→ SHORT PROBLEM
Reproduce the records below verbatim, line for line, and omit the pictures from your copy.

→ DATA

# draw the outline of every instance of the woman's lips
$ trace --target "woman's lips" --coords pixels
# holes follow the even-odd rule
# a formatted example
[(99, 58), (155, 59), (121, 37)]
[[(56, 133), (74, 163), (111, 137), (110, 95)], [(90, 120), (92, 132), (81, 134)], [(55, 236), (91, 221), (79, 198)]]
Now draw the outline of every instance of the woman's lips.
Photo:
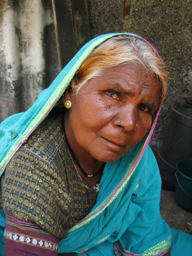
[(122, 148), (125, 147), (126, 145), (125, 144), (122, 144), (119, 143), (115, 142), (106, 139), (105, 138), (103, 137), (105, 140), (106, 144), (107, 145), (108, 147), (111, 148), (113, 150), (120, 150), (122, 149)]

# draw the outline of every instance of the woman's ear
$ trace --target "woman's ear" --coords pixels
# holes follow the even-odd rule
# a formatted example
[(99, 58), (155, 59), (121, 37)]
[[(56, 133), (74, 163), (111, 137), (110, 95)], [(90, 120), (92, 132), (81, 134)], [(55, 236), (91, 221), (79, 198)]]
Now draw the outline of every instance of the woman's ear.
[(72, 91), (71, 85), (69, 85), (63, 94), (62, 101), (64, 106), (67, 101), (72, 101), (71, 94)]

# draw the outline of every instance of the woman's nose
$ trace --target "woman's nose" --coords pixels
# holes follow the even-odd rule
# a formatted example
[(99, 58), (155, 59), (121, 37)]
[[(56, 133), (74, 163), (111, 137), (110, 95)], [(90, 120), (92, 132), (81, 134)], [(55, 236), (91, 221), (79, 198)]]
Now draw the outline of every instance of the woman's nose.
[(113, 119), (114, 125), (121, 127), (126, 131), (132, 131), (137, 129), (137, 109), (130, 105), (122, 106)]

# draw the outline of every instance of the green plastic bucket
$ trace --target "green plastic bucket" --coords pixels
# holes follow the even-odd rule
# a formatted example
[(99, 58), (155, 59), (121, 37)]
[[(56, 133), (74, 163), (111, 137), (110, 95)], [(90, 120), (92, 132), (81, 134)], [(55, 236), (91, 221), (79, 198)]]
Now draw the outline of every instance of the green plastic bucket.
[(192, 212), (192, 159), (180, 161), (176, 169), (176, 200), (182, 208)]

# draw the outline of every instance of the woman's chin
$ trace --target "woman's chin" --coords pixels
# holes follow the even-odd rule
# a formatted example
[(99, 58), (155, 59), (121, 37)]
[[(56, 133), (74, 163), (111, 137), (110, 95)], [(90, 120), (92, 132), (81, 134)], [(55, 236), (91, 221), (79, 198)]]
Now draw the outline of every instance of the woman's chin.
[(105, 163), (113, 163), (121, 158), (126, 152), (124, 154), (117, 154), (113, 152), (101, 152), (99, 154), (96, 154), (96, 155), (93, 155), (94, 158), (100, 162), (103, 162)]

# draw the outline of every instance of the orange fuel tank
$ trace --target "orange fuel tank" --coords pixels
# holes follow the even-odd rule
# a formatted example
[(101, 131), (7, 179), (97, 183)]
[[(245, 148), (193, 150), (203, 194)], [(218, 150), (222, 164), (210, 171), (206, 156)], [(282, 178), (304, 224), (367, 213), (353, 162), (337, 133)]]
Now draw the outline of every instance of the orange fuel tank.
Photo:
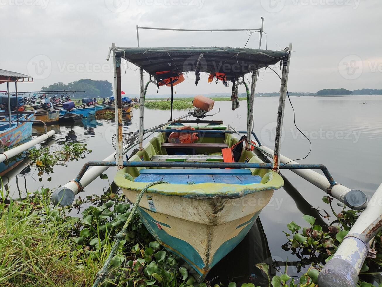
[(196, 108), (198, 108), (201, 110), (206, 112), (209, 112), (214, 108), (214, 104), (215, 101), (206, 97), (202, 95), (196, 96), (194, 98), (194, 103), (193, 105)]

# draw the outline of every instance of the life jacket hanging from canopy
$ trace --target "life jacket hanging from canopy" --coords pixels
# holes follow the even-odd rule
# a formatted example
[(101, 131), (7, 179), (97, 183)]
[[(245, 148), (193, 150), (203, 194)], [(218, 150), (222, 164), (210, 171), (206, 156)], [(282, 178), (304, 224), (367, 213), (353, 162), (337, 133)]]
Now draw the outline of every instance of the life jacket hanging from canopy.
[[(243, 144), (244, 141), (247, 140), (247, 136), (243, 136), (236, 143), (230, 148), (227, 148), (222, 149), (223, 161), (224, 162), (237, 162), (241, 156)], [(230, 167), (226, 167), (231, 169)]]
[(165, 71), (163, 72), (156, 72), (156, 75), (163, 75), (160, 77), (157, 77), (158, 84), (160, 87), (165, 85), (167, 87), (171, 87), (171, 84), (173, 86), (180, 84), (185, 80), (185, 77), (183, 73), (173, 73), (170, 71)]

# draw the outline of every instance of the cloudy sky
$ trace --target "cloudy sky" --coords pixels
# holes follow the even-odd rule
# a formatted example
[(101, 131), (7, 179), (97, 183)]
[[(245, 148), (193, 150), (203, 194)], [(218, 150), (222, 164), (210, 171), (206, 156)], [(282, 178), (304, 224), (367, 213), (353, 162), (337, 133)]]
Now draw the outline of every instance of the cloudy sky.
[[(183, 29), (259, 28), (262, 49), (293, 44), (288, 84), (291, 91), (324, 88), (382, 88), (382, 2), (380, 0), (0, 0), (0, 69), (29, 74), (39, 91), (57, 82), (83, 78), (113, 83), (112, 43), (135, 46), (137, 25)], [(247, 32), (141, 30), (142, 47), (243, 47)], [(247, 47), (257, 48), (258, 33)], [(176, 86), (178, 93), (229, 92), (222, 84), (196, 87), (194, 75)], [(122, 90), (139, 92), (137, 68), (124, 72)], [(146, 76), (147, 78), (147, 76)], [(6, 88), (5, 84), (0, 90)], [(259, 92), (277, 91), (280, 81), (262, 71)], [(149, 93), (154, 93), (155, 88)], [(169, 92), (164, 87), (160, 94)]]

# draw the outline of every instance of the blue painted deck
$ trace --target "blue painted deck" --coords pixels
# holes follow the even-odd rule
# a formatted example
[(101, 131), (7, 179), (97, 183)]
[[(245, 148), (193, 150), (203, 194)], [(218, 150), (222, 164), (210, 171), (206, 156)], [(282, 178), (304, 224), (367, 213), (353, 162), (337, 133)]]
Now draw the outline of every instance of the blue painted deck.
[[(141, 171), (142, 170), (141, 170)], [(151, 182), (158, 180), (163, 180), (170, 183), (180, 184), (188, 184), (189, 182), (194, 182), (195, 183), (215, 182), (229, 184), (244, 185), (259, 183), (261, 181), (261, 178), (259, 175), (195, 175), (185, 174), (153, 175), (142, 173), (136, 178), (135, 181), (138, 182)]]
[(141, 174), (187, 175), (251, 175), (247, 169), (142, 169)]

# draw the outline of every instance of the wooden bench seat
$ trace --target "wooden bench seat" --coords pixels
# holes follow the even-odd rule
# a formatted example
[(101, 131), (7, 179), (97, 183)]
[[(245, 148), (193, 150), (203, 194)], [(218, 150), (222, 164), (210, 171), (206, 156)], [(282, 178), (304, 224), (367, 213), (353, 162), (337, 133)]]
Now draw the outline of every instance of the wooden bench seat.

→ EXERCISE SOLUTION
# draw the outline of every instance of the woman's lips
$ trace --target "woman's lips" --coords pixels
# holes follow the even-odd rule
# a formatted example
[(99, 58), (155, 59), (121, 37)]
[[(56, 133), (74, 163), (111, 137), (110, 95)], [(90, 120), (92, 132), (81, 134)], [(55, 236), (91, 221), (79, 198)]]
Now draw the outline of every instance of the woman's lips.
Photo:
[(122, 148), (125, 147), (126, 145), (125, 144), (122, 144), (119, 143), (115, 142), (106, 139), (105, 138), (103, 137), (105, 140), (106, 144), (107, 145), (108, 147), (111, 148), (113, 150), (120, 150), (122, 149)]

# draw the outline of every instance of the woman's ear
$ trace --target "woman's ear" --coords pixels
# holes follow the even-odd rule
# a formatted example
[(99, 58), (155, 59), (121, 37)]
[[(56, 133), (74, 163), (111, 137), (110, 95)], [(90, 120), (92, 132), (81, 134)], [(55, 236), (91, 221), (79, 198)]]
Now draw the outline of every instance of the woman's ear.
[(72, 91), (71, 85), (69, 85), (63, 94), (62, 101), (64, 106), (67, 101), (72, 101), (71, 94)]

# draw the outline of every instance of the woman's nose
$ trace --target "woman's nose" --coords pixels
# holes follow the even-odd rule
# a formatted example
[(99, 58), (155, 59), (121, 37)]
[[(56, 133), (74, 163), (111, 137), (110, 95)], [(90, 120), (92, 132), (81, 134)], [(55, 236), (91, 221), (79, 198)]]
Now draw the outline of every instance of the woman's nose.
[(113, 119), (114, 125), (121, 127), (126, 131), (132, 131), (137, 129), (137, 109), (130, 105), (122, 106)]

# draw the outline of every instance of the green plastic bucket
$ trace --target "green plastic bucket" --coords pixels
# holes follow the even-odd rule
# a formatted example
[(99, 58), (155, 59), (121, 37)]
[[(56, 133), (74, 163), (111, 137), (110, 95)], [(90, 120), (92, 132), (81, 134)], [(55, 236), (91, 221), (79, 198)]]
Now draw the outline of every instance of the green plastic bucket.
[(192, 212), (192, 159), (180, 161), (176, 169), (176, 200), (182, 208)]

# draw the outline of every instance of the woman's chin
$ trace --target "woman's chin" --coords pixels
# holes follow the even-odd rule
# a formatted example
[(99, 58), (155, 59), (121, 37)]
[[(56, 133), (74, 163), (111, 137), (110, 95)], [(90, 120), (92, 132), (81, 134)], [(55, 236), (91, 221), (79, 198)]]
Now draw the outline of every instance of the woman's chin.
[(105, 163), (113, 163), (121, 158), (126, 152), (124, 154), (117, 154), (113, 152), (101, 152), (99, 154), (96, 154), (96, 155), (93, 155), (94, 158), (100, 162), (103, 162)]

# draw the outline of every instance of the orange fuel tank
$ trace --target "orange fuel tank" --coords pixels
# holes follow the even-odd rule
# a formatted example
[(101, 131), (7, 179), (97, 183)]
[[(245, 148), (193, 150), (203, 194)], [(218, 150), (222, 164), (210, 171), (206, 156)], [(282, 178), (304, 224), (367, 213), (353, 162), (337, 133)]]
Now draw the outline of every instance of the orange fuel tank.
Photo:
[(196, 108), (198, 108), (201, 110), (206, 112), (209, 112), (214, 108), (214, 104), (215, 101), (206, 97), (202, 95), (196, 96), (194, 98), (194, 103), (193, 105)]

# draw the outline of every instance of the life jacket hanging from canopy
$ trace --target "life jacket hanging from canopy" --coords pixels
# holes follow the even-odd rule
# a formatted example
[(101, 131), (7, 179), (97, 183)]
[[(245, 148), (193, 150), (203, 194)], [(218, 150), (222, 164), (210, 171), (206, 156)], [(282, 178), (304, 224), (367, 213), (353, 162), (337, 133)]]
Now draw the outline of every instance of the life jacket hanging from canopy.
[[(243, 144), (244, 141), (247, 140), (247, 136), (243, 136), (236, 143), (230, 148), (227, 148), (222, 149), (223, 161), (224, 162), (237, 162), (241, 156)], [(230, 167), (226, 167), (231, 169)]]
[(165, 71), (163, 72), (156, 72), (156, 75), (163, 75), (160, 77), (157, 77), (158, 84), (160, 87), (165, 85), (167, 87), (171, 87), (171, 84), (173, 86), (180, 84), (185, 80), (185, 77), (183, 73), (173, 73), (170, 71)]

# draw the outline of every instance of the cloudy sky
$ trace --target "cloudy sky" --coords pixels
# holes follow the even-odd rule
# a formatted example
[(101, 131), (7, 179), (97, 183)]
[[(245, 148), (193, 150), (203, 194)], [(218, 150), (222, 164), (210, 171), (206, 156)], [(282, 178), (304, 224), (367, 213), (353, 162), (337, 133)]]
Now draw the outline of every instance of the cloudy sky.
[[(183, 29), (259, 28), (262, 49), (293, 44), (288, 84), (291, 91), (324, 88), (382, 88), (382, 2), (380, 0), (0, 0), (0, 69), (29, 74), (39, 91), (57, 82), (83, 78), (113, 83), (112, 43), (135, 46), (137, 25)], [(247, 32), (141, 30), (142, 47), (243, 47)], [(247, 47), (257, 48), (258, 33)], [(176, 86), (178, 93), (229, 92), (222, 84), (196, 87), (194, 75)], [(122, 90), (139, 92), (137, 68), (124, 72)], [(146, 76), (147, 78), (147, 76)], [(6, 88), (5, 84), (0, 90)], [(259, 92), (277, 91), (280, 81), (262, 71)], [(149, 93), (154, 93), (155, 88)], [(169, 92), (164, 87), (160, 94)]]

# draw the outline of every instance of the blue painted deck
$ trace --target "blue painted deck" --coords pixels
# holes follow the even-odd rule
# a formatted example
[(101, 131), (7, 179), (97, 183)]
[[(245, 148), (193, 150), (203, 194)], [(218, 150), (222, 164), (210, 171), (206, 156)], [(282, 178), (304, 224), (367, 213), (353, 162), (337, 133)]]
Now draw the outline of every instance of the blue painted deck.
[[(141, 171), (142, 170), (141, 170)], [(151, 182), (158, 180), (163, 180), (170, 183), (180, 184), (188, 184), (189, 182), (194, 182), (195, 183), (215, 182), (229, 184), (244, 185), (259, 183), (261, 181), (261, 178), (259, 175), (195, 175), (185, 174), (153, 175), (142, 173), (136, 178), (135, 181), (138, 182)]]
[(141, 174), (187, 175), (251, 175), (247, 169), (142, 169)]

# draw the outline of every instance of the wooden bench seat
$ trace --target "wooden bench seat" --coords pixels
# holes follow the even-odd rule
# a formatted example
[(101, 131), (7, 179), (97, 183)]
[[(245, 148), (193, 150), (203, 194)], [(218, 150), (222, 164), (210, 171), (206, 156)], [(282, 178), (304, 224), (367, 213), (353, 162), (337, 133)]]
Now draw the outline of every instance of the wooden bench seat.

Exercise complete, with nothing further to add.